WHAT YOU HAVE TO DO: Repeat the listing in full, preserving every character.

***** ENTRIES PROVIDED *****

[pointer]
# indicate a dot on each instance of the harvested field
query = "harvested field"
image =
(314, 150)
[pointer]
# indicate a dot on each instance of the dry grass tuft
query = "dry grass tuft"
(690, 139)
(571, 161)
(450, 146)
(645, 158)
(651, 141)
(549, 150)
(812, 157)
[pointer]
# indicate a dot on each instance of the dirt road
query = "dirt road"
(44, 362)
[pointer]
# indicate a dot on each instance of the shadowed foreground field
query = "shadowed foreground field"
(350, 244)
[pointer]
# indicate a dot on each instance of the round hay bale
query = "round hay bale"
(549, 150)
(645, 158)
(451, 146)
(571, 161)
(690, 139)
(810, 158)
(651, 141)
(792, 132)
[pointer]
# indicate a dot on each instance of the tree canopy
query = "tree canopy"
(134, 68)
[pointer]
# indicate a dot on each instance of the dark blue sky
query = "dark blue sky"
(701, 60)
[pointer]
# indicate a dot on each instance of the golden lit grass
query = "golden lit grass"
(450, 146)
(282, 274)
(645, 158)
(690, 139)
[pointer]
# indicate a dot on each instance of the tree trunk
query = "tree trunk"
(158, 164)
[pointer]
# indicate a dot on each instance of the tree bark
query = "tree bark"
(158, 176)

*****

OUTPUT FOR THIS EXERCISE:
[pointer]
# indicate a dot on each instance of the harvested field
query = "harvested field"
image =
(314, 150)
[pointer]
# indicate a dot on each instance of the dry grass tuft
query = "dry grass tuft"
(690, 139)
(571, 161)
(450, 146)
(645, 158)
(651, 141)
(549, 150)
(812, 157)
[pointer]
# indicate a dot on each instance of the dirt road
query = "dirt road"
(44, 362)
[pointer]
# indicate a dot on each instance of the shadowed foreground field
query = "shadowed foreground field"
(350, 244)
[pointer]
# indicate a dot on each instance of the round hay bale
query = "round hay bale"
(549, 150)
(645, 158)
(451, 146)
(571, 161)
(690, 139)
(810, 158)
(651, 141)
(792, 132)
[pointer]
# indicate a dot on each instance of the tree canopy
query = "tree canopy"
(134, 68)
[pointer]
# indicate a dot on each instance of the dark blue sky
query = "dark blue sky"
(701, 60)
[pointer]
# indicate a dot on each instance of the golden lit grass
query = "golden lit grass"
(450, 146)
(282, 274)
(645, 158)
(690, 139)
[pointer]
# indicate a dot on each instance of the tree trunk
query = "tree trunk"
(158, 164)
[pointer]
# indicate a dot on each instance of the tree bark
query = "tree bark"
(158, 176)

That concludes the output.